* Exercise goal
Copy the material below line for line without any changes, leaving out the pictures.

* Excerpts from segmentation records
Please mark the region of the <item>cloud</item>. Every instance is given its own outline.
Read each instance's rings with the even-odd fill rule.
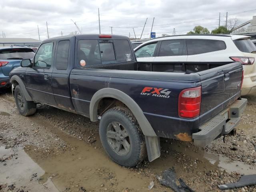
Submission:
[[[6,37],[31,37],[38,39],[38,25],[41,39],[47,37],[46,22],[51,37],[77,30],[70,19],[76,22],[84,33],[98,33],[98,8],[100,8],[101,31],[134,36],[140,36],[146,18],[148,20],[143,38],[148,38],[153,18],[153,31],[157,36],[186,34],[196,25],[210,30],[224,24],[226,12],[228,18],[237,17],[241,22],[251,19],[256,11],[231,14],[252,9],[253,0],[0,0],[1,29]],[[230,14],[230,15],[229,14]]]

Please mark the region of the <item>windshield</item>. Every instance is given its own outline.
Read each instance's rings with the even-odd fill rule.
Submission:
[[[12,48],[0,50],[0,59],[25,59],[34,58],[35,53],[30,48]]]
[[[251,53],[256,51],[255,45],[249,39],[234,40],[234,42],[236,47],[242,52]]]

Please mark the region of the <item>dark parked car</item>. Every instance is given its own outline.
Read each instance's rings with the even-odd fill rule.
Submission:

* Solution to this exercise
Please mark the region of the <item>cloud</item>. Every instance is given its own outline.
Read each instance's rings with the even-odd fill rule.
Submission:
[[[6,37],[31,37],[38,39],[38,25],[41,39],[47,37],[46,22],[51,37],[77,30],[70,19],[76,22],[84,33],[98,33],[98,8],[100,8],[101,31],[134,36],[140,36],[146,18],[148,20],[143,38],[148,38],[153,18],[153,31],[157,36],[186,34],[196,25],[210,30],[224,24],[226,12],[228,18],[237,17],[241,22],[251,19],[256,11],[231,14],[252,9],[253,0],[0,0],[1,29]],[[230,14],[230,15],[229,14]]]

Please mark the region of the <item>windshield</item>. Every instance is given its own outline.
Read each instance's rings with the even-odd fill rule.
Submission:
[[[12,48],[0,50],[0,59],[25,59],[34,58],[35,53],[30,48]]]
[[[251,53],[256,51],[255,45],[249,39],[234,40],[234,42],[236,47],[242,52]]]

Please mark the region of the <item>dark parked car</item>. Every instance is given its own outline.
Read each instance's rings with the even-odd fill rule.
Submission:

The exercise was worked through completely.